# Einträge zur Aufgabe:
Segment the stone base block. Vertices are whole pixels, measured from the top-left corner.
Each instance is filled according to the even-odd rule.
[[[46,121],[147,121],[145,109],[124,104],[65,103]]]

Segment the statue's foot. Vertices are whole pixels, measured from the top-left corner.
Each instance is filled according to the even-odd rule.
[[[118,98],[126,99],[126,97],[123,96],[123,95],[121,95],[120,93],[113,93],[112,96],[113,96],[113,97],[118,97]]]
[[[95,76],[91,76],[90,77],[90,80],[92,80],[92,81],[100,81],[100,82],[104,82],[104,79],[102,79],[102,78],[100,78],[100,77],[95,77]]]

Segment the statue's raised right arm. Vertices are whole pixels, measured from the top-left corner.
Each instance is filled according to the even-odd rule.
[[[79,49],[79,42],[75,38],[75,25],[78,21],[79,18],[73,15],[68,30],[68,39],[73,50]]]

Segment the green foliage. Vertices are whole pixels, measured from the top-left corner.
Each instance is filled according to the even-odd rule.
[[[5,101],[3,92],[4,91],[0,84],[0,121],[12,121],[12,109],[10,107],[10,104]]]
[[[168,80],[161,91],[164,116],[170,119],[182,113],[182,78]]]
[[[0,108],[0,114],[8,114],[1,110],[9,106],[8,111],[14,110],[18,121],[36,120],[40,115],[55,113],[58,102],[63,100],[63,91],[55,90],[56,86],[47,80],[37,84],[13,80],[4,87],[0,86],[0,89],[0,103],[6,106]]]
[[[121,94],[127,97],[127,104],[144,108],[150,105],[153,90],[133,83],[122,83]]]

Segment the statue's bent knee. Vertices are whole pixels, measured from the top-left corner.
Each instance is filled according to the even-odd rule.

# Aufgabenbeschreibung:
Gibst du die Zeilen von der Zeile mit „Segment the statue's raised“ bis zum Ende der Einträge unverändert zurück, die erste und die letzte Zeile eingeschlossen?

# Ergebnis der Aufgabe:
Segment the statue's raised right arm. Vertices are whole pixels, measured from the top-left corner.
Each instance is filled according to the even-odd rule.
[[[79,49],[79,42],[75,38],[75,25],[78,21],[79,18],[73,15],[68,30],[68,39],[73,50]]]

Segment the green foliage. Vertices are whole pixels, measured from the top-left corner.
Each instance is filled according to the even-odd rule.
[[[5,101],[3,92],[4,91],[0,84],[0,121],[12,121],[12,109],[10,107],[10,104]]]
[[[168,80],[161,91],[164,116],[170,119],[182,113],[182,78]]]
[[[0,108],[0,114],[8,114],[1,110],[9,106],[8,111],[14,110],[18,121],[36,120],[40,115],[55,113],[58,102],[63,100],[63,91],[55,90],[56,86],[47,80],[37,84],[13,80],[4,87],[0,86],[0,89],[0,103],[6,106]]]
[[[121,94],[127,97],[127,104],[144,108],[150,105],[153,90],[133,83],[122,83]]]

Segment the statue's bent knee. Vertices are whole pixels, measured from the top-left corner.
Each instance is filled according to the even-odd rule.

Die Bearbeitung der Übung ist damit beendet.